Give back all the records exactly, keeping every line whole.

[Referring expression data]
^^^^

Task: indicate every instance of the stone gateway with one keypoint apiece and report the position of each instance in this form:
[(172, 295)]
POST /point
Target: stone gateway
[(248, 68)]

^^^^

• Final answer:
Task: indicate every instance of the stone gateway with one keypoint apiece and report the position of each instance in this form:
[(172, 295)]
POST /point
Target: stone gateway
[(248, 68)]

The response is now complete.